→ Image-grounded pointing data:
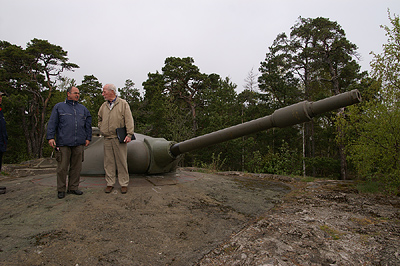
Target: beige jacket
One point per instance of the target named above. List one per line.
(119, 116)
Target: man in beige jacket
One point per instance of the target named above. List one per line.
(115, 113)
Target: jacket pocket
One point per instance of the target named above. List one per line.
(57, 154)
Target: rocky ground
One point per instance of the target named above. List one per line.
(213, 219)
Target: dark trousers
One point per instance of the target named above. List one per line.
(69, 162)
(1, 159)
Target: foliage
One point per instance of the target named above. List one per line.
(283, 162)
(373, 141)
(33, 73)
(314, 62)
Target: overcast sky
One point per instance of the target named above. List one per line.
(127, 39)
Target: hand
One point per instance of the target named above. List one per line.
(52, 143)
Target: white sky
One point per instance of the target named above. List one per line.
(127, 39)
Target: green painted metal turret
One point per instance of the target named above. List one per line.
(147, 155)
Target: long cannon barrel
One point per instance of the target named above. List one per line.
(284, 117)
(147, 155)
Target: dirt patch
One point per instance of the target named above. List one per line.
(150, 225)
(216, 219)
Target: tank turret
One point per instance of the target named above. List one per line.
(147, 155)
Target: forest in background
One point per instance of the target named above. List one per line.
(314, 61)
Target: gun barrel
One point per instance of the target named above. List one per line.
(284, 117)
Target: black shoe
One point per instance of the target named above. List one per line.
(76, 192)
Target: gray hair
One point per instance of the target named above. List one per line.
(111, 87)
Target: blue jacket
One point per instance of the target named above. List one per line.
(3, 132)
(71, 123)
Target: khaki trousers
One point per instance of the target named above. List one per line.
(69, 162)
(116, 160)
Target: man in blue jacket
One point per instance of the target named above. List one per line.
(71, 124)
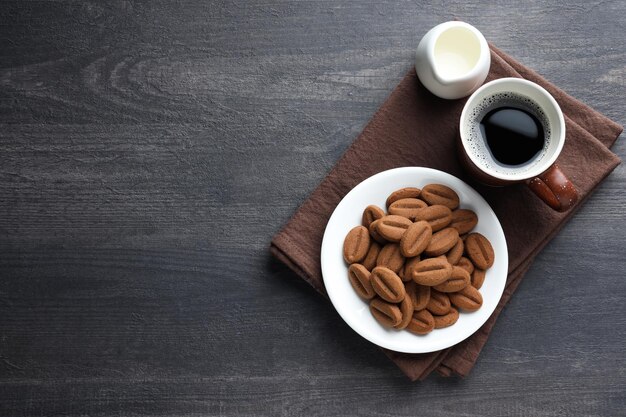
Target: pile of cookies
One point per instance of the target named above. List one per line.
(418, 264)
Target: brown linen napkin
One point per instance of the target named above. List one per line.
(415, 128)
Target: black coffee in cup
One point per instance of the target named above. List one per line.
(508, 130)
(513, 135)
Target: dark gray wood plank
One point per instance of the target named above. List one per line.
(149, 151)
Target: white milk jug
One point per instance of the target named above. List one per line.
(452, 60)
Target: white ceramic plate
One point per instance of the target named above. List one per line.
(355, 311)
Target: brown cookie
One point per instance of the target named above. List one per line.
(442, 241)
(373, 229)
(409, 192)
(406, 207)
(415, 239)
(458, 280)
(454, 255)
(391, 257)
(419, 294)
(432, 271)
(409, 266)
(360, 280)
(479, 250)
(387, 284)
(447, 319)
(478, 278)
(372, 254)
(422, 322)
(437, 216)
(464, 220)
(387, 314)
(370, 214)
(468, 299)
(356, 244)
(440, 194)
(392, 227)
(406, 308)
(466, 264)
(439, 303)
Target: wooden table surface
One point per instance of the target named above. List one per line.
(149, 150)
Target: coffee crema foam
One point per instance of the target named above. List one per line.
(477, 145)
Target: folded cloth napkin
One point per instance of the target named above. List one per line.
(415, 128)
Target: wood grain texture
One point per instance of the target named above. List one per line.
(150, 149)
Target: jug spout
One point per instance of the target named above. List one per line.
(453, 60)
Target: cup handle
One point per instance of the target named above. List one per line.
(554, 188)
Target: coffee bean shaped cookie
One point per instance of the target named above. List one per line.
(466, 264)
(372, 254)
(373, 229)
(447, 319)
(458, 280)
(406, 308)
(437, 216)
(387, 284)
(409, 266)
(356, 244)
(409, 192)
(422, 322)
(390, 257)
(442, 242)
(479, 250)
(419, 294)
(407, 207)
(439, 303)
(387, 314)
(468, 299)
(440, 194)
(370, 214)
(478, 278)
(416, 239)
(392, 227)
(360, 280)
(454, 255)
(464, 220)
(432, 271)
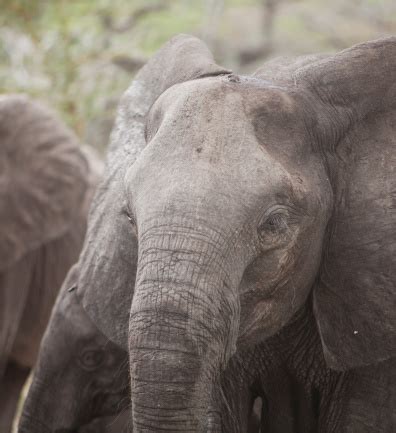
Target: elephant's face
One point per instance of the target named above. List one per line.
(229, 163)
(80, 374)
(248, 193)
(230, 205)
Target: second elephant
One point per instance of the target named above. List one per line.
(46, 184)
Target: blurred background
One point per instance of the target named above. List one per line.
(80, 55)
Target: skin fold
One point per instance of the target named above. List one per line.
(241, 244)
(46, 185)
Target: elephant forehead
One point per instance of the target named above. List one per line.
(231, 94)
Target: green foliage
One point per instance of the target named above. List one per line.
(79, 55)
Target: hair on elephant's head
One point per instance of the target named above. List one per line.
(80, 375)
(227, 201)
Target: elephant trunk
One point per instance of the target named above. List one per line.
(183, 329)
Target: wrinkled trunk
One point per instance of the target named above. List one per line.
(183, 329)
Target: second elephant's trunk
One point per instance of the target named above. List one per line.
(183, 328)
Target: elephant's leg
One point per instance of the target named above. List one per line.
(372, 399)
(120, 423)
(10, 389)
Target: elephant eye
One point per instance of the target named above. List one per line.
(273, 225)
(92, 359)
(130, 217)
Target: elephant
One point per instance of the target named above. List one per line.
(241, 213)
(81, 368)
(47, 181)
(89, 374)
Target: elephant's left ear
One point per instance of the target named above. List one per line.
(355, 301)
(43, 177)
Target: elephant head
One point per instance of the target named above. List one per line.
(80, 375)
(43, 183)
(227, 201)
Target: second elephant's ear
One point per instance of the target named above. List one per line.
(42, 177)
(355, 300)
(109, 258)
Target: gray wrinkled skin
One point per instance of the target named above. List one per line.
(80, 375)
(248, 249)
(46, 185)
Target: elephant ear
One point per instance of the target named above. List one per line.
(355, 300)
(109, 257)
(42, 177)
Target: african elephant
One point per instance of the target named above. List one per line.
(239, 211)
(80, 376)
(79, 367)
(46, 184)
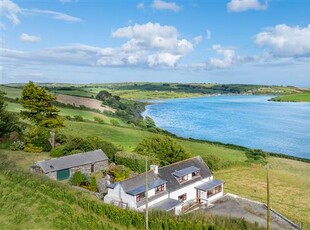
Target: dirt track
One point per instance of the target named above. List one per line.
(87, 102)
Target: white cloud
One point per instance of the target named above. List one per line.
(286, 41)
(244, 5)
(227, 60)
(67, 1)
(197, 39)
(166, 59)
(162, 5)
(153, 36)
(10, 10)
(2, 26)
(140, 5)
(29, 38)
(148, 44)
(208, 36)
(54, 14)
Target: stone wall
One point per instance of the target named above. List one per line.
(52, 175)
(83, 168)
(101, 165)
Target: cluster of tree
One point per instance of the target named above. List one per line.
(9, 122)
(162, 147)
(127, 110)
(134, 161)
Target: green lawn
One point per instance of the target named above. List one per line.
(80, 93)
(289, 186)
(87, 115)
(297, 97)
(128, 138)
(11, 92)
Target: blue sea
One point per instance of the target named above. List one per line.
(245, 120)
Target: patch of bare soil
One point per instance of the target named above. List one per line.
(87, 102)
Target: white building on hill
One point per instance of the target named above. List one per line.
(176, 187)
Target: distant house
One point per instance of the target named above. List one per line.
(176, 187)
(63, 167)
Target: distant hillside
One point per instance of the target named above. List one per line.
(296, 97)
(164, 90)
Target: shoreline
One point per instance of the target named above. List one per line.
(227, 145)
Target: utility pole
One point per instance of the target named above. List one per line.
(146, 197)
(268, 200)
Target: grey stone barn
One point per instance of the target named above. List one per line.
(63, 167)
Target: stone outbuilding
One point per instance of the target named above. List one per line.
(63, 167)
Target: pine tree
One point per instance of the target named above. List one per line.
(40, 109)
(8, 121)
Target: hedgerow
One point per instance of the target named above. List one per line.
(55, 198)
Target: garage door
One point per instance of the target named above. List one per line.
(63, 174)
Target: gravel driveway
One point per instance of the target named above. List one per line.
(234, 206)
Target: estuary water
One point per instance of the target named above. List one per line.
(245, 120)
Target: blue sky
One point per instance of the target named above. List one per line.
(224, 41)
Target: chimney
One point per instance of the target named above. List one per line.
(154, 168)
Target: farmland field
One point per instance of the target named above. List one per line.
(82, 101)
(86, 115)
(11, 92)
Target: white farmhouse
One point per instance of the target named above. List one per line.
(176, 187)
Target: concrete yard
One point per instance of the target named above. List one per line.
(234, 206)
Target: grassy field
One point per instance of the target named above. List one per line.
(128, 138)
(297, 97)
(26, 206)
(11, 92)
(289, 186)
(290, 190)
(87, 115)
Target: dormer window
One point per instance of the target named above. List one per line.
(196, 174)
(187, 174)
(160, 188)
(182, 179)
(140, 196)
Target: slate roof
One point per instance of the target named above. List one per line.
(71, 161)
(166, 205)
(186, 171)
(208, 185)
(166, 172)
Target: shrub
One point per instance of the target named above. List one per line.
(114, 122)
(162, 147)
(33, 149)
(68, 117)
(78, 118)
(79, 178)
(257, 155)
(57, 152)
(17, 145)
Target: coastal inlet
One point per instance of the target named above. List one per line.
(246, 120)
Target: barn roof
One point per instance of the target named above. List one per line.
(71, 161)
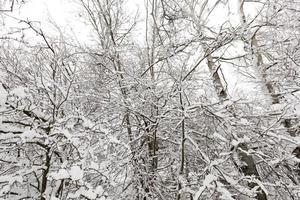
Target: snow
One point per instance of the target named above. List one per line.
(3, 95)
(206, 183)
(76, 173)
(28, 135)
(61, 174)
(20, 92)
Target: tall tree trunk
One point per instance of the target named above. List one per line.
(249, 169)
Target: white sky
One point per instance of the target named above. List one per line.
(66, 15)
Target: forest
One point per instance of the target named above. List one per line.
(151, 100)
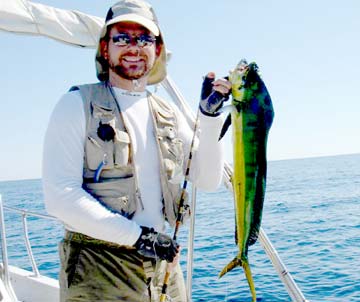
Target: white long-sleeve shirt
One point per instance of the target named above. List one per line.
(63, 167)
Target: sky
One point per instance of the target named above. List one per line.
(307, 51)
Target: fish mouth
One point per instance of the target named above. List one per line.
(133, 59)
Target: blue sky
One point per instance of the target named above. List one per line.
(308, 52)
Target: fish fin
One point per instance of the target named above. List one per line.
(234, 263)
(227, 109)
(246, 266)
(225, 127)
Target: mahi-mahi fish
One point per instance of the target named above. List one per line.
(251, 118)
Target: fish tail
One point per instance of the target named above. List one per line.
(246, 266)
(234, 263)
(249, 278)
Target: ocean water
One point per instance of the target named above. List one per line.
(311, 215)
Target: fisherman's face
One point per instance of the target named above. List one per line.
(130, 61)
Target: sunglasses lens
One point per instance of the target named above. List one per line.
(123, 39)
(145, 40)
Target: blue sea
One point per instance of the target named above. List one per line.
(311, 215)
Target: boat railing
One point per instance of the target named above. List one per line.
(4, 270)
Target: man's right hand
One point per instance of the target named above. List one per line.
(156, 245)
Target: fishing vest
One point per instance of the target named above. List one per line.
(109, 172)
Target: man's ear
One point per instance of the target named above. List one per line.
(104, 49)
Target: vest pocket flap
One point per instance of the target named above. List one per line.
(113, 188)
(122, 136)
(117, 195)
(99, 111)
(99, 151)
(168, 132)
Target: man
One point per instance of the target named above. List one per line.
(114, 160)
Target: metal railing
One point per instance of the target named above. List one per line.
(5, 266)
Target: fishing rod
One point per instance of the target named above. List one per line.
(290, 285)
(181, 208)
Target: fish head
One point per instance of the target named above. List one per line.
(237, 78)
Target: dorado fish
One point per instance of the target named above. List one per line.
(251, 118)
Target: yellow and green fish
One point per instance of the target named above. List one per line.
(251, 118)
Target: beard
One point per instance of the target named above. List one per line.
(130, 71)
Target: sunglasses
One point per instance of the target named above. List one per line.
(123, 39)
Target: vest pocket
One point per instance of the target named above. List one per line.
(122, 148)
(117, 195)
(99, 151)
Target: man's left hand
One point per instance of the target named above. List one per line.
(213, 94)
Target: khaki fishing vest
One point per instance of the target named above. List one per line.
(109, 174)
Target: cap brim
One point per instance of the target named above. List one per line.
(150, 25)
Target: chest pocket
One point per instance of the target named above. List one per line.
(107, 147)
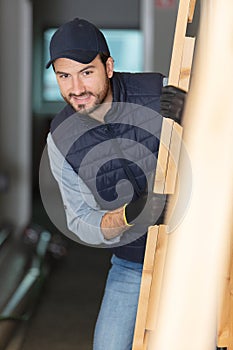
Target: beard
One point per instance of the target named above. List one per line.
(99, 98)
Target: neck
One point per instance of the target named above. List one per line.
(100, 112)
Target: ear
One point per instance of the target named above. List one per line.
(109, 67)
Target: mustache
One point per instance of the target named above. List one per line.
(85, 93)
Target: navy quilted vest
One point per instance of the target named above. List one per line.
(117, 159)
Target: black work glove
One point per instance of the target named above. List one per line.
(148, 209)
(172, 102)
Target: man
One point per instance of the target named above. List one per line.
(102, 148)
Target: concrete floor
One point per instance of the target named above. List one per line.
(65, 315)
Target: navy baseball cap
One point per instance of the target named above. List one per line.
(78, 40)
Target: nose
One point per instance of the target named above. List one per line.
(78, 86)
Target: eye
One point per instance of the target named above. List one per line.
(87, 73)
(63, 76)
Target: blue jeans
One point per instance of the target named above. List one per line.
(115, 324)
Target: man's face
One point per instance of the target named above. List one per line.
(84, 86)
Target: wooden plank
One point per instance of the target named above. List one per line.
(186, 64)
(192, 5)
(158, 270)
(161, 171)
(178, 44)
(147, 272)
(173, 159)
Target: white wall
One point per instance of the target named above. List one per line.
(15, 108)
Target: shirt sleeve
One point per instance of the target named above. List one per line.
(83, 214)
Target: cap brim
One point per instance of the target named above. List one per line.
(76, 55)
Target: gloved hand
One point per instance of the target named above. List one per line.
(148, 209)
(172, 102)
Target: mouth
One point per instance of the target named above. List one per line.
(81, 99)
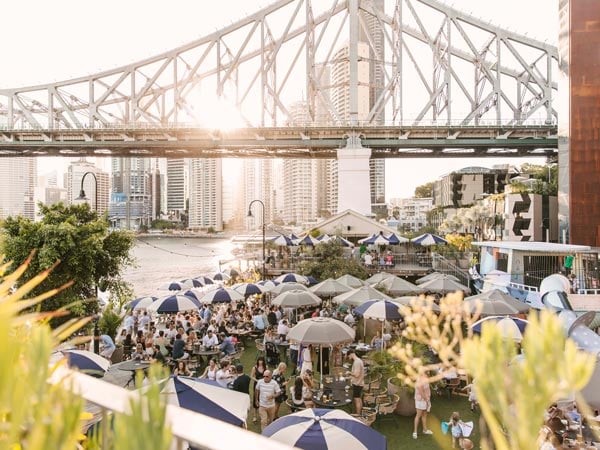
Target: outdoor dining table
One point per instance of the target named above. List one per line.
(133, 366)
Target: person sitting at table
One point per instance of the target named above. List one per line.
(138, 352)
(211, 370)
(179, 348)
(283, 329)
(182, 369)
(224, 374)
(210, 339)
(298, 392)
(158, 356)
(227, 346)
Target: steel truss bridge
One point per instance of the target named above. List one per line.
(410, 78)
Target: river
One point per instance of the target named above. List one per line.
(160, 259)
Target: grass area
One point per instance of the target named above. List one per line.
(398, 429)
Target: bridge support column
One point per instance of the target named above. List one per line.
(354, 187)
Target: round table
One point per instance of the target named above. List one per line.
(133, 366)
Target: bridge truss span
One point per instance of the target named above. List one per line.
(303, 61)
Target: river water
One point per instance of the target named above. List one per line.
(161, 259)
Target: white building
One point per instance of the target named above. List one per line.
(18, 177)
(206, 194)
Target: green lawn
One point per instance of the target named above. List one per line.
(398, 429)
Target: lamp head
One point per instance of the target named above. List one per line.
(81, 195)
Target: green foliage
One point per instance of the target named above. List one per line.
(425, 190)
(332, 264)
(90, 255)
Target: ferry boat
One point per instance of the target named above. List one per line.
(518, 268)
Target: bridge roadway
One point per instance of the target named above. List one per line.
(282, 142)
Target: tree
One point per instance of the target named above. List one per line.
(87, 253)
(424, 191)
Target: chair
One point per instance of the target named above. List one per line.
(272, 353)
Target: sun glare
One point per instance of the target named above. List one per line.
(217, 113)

→ ABOUT THIS EXERCISE:
The lines that mention the word "plank" should be pulled from the records above.

→ EXERCISE ANSWER:
Target: dark gray wood plank
Target: wooden plank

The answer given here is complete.